▶ **What you are asked to do**
Exactly as written, retype all of the records that come next.

⟨

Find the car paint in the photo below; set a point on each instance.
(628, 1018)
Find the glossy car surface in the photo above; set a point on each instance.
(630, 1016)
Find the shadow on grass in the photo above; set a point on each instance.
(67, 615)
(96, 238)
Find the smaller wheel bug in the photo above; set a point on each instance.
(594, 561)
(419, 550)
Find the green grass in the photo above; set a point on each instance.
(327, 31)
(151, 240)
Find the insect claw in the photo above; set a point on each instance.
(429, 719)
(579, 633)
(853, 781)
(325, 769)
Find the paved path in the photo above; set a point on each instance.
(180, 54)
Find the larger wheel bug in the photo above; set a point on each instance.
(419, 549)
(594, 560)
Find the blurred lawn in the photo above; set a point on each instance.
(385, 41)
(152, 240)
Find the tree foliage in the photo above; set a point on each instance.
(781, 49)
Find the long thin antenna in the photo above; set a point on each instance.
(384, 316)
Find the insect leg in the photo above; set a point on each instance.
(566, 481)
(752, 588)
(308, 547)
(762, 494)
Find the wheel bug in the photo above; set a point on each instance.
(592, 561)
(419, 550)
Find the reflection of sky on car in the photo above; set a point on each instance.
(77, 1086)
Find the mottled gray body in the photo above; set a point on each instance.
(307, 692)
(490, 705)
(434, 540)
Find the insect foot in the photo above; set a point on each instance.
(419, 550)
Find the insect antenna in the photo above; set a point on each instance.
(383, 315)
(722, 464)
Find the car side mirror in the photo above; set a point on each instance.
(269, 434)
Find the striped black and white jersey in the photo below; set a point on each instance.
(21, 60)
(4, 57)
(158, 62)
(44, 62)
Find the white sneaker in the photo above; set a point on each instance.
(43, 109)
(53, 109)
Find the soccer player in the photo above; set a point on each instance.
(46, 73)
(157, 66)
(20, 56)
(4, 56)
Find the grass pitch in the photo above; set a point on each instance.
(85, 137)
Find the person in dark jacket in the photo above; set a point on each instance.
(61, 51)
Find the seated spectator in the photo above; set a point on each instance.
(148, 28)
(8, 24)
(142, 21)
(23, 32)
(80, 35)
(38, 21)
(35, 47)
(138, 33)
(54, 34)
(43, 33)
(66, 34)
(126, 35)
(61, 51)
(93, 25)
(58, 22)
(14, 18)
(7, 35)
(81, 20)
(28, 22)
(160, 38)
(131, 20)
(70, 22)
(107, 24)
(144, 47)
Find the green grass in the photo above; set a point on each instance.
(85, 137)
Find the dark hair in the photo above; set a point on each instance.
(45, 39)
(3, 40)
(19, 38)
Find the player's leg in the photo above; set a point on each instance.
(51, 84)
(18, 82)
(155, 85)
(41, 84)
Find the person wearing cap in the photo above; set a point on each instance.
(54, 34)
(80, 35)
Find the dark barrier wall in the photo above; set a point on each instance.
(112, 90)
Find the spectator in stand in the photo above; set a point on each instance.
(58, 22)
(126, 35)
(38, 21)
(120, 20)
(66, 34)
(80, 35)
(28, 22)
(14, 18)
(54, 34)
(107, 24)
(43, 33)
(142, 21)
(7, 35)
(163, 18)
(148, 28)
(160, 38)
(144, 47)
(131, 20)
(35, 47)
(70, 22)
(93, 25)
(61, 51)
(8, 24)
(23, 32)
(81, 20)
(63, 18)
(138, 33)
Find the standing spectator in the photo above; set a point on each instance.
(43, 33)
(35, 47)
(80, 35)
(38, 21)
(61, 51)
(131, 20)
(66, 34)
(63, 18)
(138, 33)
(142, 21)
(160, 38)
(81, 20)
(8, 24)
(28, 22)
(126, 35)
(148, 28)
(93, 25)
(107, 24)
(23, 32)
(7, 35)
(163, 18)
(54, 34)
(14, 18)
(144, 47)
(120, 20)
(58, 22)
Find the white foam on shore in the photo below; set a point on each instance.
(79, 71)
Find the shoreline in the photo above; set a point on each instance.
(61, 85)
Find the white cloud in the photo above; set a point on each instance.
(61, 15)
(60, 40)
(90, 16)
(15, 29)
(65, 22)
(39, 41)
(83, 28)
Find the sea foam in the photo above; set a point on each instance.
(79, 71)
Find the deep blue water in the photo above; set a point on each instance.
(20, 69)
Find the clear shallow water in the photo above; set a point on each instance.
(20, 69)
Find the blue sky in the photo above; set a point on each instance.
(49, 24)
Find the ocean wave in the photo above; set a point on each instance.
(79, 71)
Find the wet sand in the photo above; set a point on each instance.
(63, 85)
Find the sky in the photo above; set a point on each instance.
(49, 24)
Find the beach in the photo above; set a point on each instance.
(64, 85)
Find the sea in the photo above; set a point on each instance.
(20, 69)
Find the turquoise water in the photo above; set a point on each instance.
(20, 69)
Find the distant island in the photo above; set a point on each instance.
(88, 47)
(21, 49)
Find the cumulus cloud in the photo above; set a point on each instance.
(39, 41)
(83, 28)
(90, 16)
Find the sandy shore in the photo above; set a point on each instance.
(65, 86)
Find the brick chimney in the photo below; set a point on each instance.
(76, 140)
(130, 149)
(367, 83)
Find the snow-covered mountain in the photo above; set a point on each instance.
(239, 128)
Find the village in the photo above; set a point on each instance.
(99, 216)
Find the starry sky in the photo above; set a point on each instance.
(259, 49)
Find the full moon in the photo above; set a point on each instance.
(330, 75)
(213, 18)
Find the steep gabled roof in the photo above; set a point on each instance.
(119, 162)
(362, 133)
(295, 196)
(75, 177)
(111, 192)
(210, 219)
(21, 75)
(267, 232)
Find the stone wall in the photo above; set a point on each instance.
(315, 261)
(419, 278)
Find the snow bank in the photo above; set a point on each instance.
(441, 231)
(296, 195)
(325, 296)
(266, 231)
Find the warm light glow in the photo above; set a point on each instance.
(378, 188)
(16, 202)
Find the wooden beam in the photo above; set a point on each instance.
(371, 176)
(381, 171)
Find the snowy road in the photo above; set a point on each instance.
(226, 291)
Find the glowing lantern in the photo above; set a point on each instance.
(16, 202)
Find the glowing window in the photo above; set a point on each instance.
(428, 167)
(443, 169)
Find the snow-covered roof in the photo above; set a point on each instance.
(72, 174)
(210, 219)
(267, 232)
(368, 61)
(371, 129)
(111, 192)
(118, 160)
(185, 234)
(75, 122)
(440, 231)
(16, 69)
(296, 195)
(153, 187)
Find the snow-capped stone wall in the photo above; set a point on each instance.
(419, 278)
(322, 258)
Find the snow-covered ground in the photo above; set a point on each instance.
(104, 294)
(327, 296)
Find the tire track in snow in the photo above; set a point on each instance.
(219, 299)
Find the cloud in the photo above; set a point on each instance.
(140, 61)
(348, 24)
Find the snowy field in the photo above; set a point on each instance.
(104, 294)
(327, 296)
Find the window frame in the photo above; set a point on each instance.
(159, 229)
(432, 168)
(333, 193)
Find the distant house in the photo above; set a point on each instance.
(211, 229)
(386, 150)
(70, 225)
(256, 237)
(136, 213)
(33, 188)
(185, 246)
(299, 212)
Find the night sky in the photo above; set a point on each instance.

⟩

▶ **Task output**
Find the car paint in the photo below; set a point on each instance.
(628, 1018)
Find the glossy car surface in the photo above; set a point on each instance.
(630, 1016)
Find the shadow on grass in the photo above; set a point on each instance.
(67, 615)
(96, 238)
Find the smaller wheel bug in the photo above; set a point on each instance.
(594, 561)
(419, 550)
Find the green grass in the photo above; set a point on each instance.
(327, 31)
(151, 240)
Find the insect claw in the photo above; set a point on each instance.
(429, 719)
(579, 633)
(853, 781)
(325, 769)
Find the paved path in the photo above; set a point on each instance.
(180, 54)
Find the larger wheel bug in the photo above; set a point on each instance.
(419, 549)
(594, 560)
Find the blurred lawn in the photo above; set a point on each instance.
(385, 41)
(152, 240)
Find the tree foliage in the photo above; set a point on each instance.
(781, 49)
Find the long thin antenna in the photo above; set a point on each instance.
(384, 316)
Find the insect leg in the photo above; set a point on each instance.
(566, 481)
(752, 588)
(308, 547)
(762, 494)
Find the wheel bug in the photo above; set a point on each instance.
(592, 561)
(419, 550)
Find the reflection of sky on car in the photo above; set a point on each instance.
(77, 1086)
Find the mottled gray body in the photo above; set a point on each instance.
(307, 692)
(490, 705)
(434, 540)
Find the insect foot in the photo above; set a point on each instance.
(419, 550)
Find the insect antenna in the photo above; set a point on each instance.
(383, 315)
(722, 464)
Find the car side mirror in the photo above; set a point on each instance.
(269, 434)
Find the striped black and white jersey in the photo below; set a point on each instance.
(21, 60)
(4, 57)
(158, 62)
(44, 62)
Find the white sneaker in the photo above; set a point on each instance.
(43, 109)
(53, 109)
Find the soccer player in the photo above; set a point on each instance.
(46, 73)
(157, 66)
(20, 56)
(4, 56)
Find the grass pitch in the photo above; set a point on each instance.
(85, 137)
Find the person in dark jacket in the photo above; set a point on each instance.
(61, 51)
Find the seated spectator in the photo above; set a point on each instance.
(148, 28)
(8, 24)
(142, 21)
(23, 32)
(80, 35)
(38, 21)
(35, 47)
(138, 33)
(54, 34)
(43, 33)
(66, 34)
(126, 35)
(61, 51)
(93, 25)
(58, 22)
(14, 18)
(7, 35)
(81, 20)
(28, 22)
(160, 38)
(131, 20)
(70, 22)
(107, 24)
(144, 47)
Find the green grass in the photo above; set a point on each instance.
(85, 137)
Find the dark hair in the photo above; set a point on each instance.
(45, 39)
(3, 40)
(19, 38)
Find the player's leg in the photo above; set a point on each instance.
(51, 84)
(18, 82)
(155, 85)
(41, 84)
Find the person wearing cap in the photo above; set a point on each instance.
(54, 34)
(80, 35)
Find the dark barrier wall in the photo above; set a point on each instance.
(112, 90)
Find the spectator in stand in the photo above; set a point on each instance.
(58, 22)
(126, 35)
(38, 21)
(120, 20)
(66, 34)
(80, 35)
(28, 22)
(14, 18)
(54, 34)
(107, 24)
(43, 33)
(142, 21)
(7, 35)
(163, 18)
(148, 28)
(160, 38)
(144, 47)
(131, 20)
(35, 47)
(70, 22)
(93, 25)
(61, 51)
(8, 24)
(23, 32)
(81, 20)
(63, 18)
(138, 33)
Find the standing spectator in the photo above; set a point on each instance.
(43, 33)
(35, 47)
(80, 35)
(38, 21)
(61, 51)
(131, 20)
(66, 34)
(63, 18)
(138, 33)
(142, 21)
(160, 38)
(81, 20)
(8, 24)
(28, 22)
(126, 35)
(148, 28)
(93, 25)
(107, 24)
(23, 32)
(7, 35)
(163, 18)
(54, 34)
(14, 18)
(144, 47)
(120, 20)
(58, 22)
Find the white foam on shore in the photo below; set a point on each instance.
(79, 71)
Find the shoreline in the photo above; set a point on each instance.
(61, 85)
Find the white cloud in the photo above; set a point on each instance.
(61, 15)
(60, 40)
(90, 16)
(15, 29)
(65, 22)
(39, 41)
(83, 28)
Find the sea foam in the photo above; set a point on each instance.
(79, 71)
Find the deep blue water in the photo above; set a point on each instance.
(20, 69)
Find the clear shallow water in the photo above; set a point on each instance.
(20, 69)
Find the blue sky in the photo above; set a point on each instance.
(49, 24)
Find the ocean wave in the photo above; set a point on each instance.
(79, 71)
Find the wet sand in the photo above; set a point on each instance.
(63, 85)
Find the sky in the photo above; set a point on each instance.
(49, 24)
Find the beach in the photo above; set a point on each instance.
(64, 85)
Find the sea in the photo above; set a point on each instance.
(20, 69)
Find the turquoise water in the photo above; set a point on each instance.
(20, 69)
Find the distant island in the photo above; set a point on each instance.
(88, 47)
(21, 49)
Find the cumulus cloud in the photo above; set a point on each instance.
(39, 41)
(83, 28)
(90, 16)
Find the sandy shore in the photo above; set a point on each instance.
(65, 86)
Find the brick chimney in the photo below; set a point on each instance.
(76, 140)
(130, 149)
(367, 83)
Find the snow-covered mountain in the photo above; set a point on each instance.
(239, 128)
Find the village in the photo above; set a point on each instance.
(99, 216)
Find the starry sky in the photo above; set a point on each instance.
(259, 49)
Find the full moon in the photo above; set a point on each instance.
(330, 75)
(213, 18)
Find the steep gabled roof in the photo above; set a point on each instance.
(119, 162)
(362, 133)
(295, 196)
(75, 177)
(111, 192)
(210, 219)
(21, 75)
(267, 232)
Find the stone wall in the photo above; set a point on each instance.
(315, 261)
(419, 278)
Find the snow bank in the photo above; set a point on each instance.
(441, 231)
(296, 195)
(325, 296)
(266, 231)
Find the warm light glow in the photo above; set a point on each instance.
(378, 188)
(16, 202)
Find the wooden beam in the photo above; set a point on each instance.
(371, 176)
(381, 171)
Find the snowy road in the photo above; set a point on each instance.
(226, 291)
Find the glowing lantern in the photo above; set a point on each instance.
(16, 202)
Find the glowing window in the photo above; set a point on each instance.
(428, 167)
(443, 169)
Find the snow-covered roof in the photo above; set a point on each instance.
(72, 174)
(210, 219)
(267, 232)
(368, 61)
(371, 129)
(111, 192)
(118, 160)
(185, 234)
(75, 122)
(440, 231)
(16, 69)
(296, 195)
(153, 187)
Find the snow-capped stone wall in the photo above; set a point on each instance.
(419, 278)
(322, 258)
Find the snow-covered ground in the photo above; set a point on each instance.
(104, 294)
(327, 296)
Find the tire track in snow in the photo above; set a point on each instance.
(219, 299)
Find the cloud in the photo above; set a point on each instance.
(140, 61)
(348, 24)
Find the snowy field in the photo above; set a point on each instance.
(104, 294)
(327, 296)
Find the window frame in the photo above; set a point on each instance.
(159, 229)
(432, 168)
(333, 193)
Find the distant house in the photo above; set a point on each instance.
(211, 229)
(386, 150)
(70, 225)
(256, 237)
(136, 213)
(33, 188)
(185, 246)
(299, 212)
Find the night sky in the photo above; set a point on each instance.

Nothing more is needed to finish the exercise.